• _STATED GOAL A_:
Display every line of the records below that contains the string "green", copying each line in full. Case counts.

• _GIVEN TEXT_:
┌──
Context-Free Grammars and Pushdown Automata | Computer Science Fundamentals

Context-free grammars (CFGs) are more powerful than regular expressions and finite automata. They can describe the syntax of most programming languages, including nested structures like balanced parentheses, matching if-then-else statements, and recursive data structures. CFGs form the theoretical foundation of compiler design and parsing algorithms.

Learning Objectives

By the end of this reading, you will be able to:

Define and construct context-free grammars
Understand derivations, parse trees, and the language generated by a CFG
Identify and resolve ambiguous grammars
Convert CFGs to Chomsky Normal Form
Understand pushdown automata (PDAs) as recognizers for context-free languages
Prove the equivalence of CFGs and PDAs
Apply the pumping lemma for context-free languages
Recognize the limitations of context-free languages

Context-Free Grammars: Formal Definition

Basic Definitions

A context-free grammar (CFG) is a 4-tuple G = (V, Σ, R, S) where:

V is a finite set of variables (also called nonterminals)
Σ is a finite set of terminals (the alphabet), disjoint from V
R is a finite set of production rules of the form A → w where A ∈ V and w ∈ (V ∪ Σ)*
S ∈ V is the start variable

Notation:

Variables: Usually uppercase letters A, B, C, S
Terminals: Usually lowercase letters a, b, c or digits
Strings of terminals: w, x, y, z
Strings of variables and terminals: α, β, γ

Derivations

A derivation is a sequence of substitutions using production rules.

We write α ⇒ β if we can derive β from α in one step by applying a single production rule.
└──
• _Object location annotation data_:
┌──
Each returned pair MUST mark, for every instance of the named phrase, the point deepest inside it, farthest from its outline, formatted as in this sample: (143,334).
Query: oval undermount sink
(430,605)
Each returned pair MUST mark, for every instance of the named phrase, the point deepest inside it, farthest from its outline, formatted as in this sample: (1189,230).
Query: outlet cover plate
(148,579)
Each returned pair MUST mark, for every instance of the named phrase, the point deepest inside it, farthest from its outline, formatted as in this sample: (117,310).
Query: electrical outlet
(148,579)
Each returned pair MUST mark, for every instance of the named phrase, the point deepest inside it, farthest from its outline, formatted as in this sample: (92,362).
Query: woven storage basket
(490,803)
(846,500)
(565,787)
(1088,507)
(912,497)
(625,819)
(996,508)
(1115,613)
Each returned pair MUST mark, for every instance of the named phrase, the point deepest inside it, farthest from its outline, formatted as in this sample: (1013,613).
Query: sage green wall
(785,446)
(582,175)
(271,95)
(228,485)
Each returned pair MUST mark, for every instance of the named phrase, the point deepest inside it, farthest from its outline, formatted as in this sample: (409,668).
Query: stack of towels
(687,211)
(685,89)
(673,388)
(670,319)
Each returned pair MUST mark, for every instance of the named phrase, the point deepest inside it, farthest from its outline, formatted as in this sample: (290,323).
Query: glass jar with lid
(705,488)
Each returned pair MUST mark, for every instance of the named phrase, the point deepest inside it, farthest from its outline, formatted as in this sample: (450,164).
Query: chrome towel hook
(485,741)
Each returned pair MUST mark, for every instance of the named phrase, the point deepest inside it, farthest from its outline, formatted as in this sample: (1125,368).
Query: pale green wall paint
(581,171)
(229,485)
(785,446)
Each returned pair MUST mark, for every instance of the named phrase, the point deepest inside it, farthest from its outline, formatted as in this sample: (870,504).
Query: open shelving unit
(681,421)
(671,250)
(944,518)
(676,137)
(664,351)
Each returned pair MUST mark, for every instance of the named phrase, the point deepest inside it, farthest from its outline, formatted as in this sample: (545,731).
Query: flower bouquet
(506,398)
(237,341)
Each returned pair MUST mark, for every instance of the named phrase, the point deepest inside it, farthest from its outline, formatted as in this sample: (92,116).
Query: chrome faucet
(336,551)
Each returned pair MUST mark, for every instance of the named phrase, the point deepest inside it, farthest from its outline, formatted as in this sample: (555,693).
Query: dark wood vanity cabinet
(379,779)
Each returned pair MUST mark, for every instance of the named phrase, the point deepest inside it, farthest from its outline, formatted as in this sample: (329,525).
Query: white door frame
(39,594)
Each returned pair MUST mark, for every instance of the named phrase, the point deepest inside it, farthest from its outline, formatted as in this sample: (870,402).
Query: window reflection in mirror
└──
• _STATED GOAL B_:
In the reading on context-free grammars, what kind of letters usually denote variables?

• _TASK SOLUTION A_:
Query: sage green wall
Query: pale green wall paint

• _TASK SOLUTION B_:
Uppercase letters, such as A, B, C, and S.